◆ Data shown:
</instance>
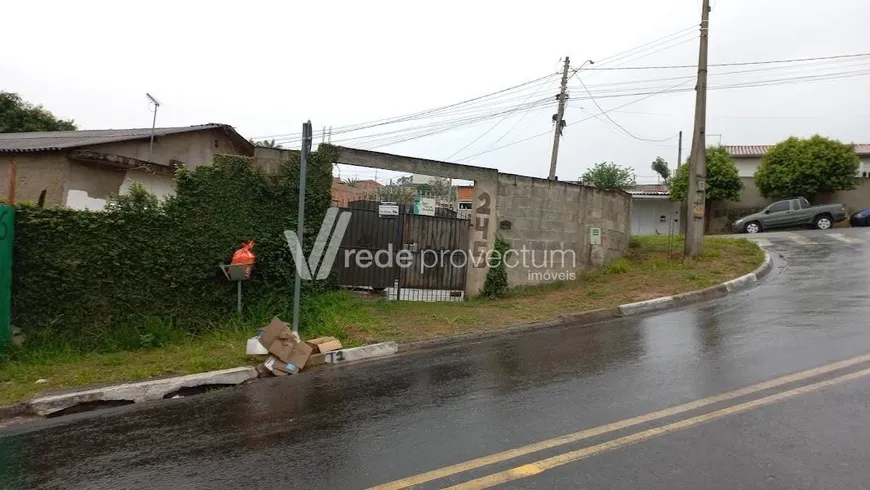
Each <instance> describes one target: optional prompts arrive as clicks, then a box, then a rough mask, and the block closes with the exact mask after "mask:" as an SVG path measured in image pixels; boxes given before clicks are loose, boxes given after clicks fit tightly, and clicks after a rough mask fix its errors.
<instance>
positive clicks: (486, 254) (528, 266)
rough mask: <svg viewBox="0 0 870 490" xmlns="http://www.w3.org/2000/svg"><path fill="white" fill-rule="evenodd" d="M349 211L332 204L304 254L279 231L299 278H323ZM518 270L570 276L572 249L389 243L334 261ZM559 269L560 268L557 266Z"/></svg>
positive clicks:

◆ Task goal:
The requested output is the line holding "rough mask: <svg" and every line after it up to the last line of the listing, exactly, with nothing else.

◆ Answer section:
rough mask: <svg viewBox="0 0 870 490" xmlns="http://www.w3.org/2000/svg"><path fill="white" fill-rule="evenodd" d="M349 211L332 204L304 254L279 231L299 278H323ZM518 270L570 276L572 249L389 243L334 261ZM559 269L560 268L557 266Z"/></svg>
positive clicks:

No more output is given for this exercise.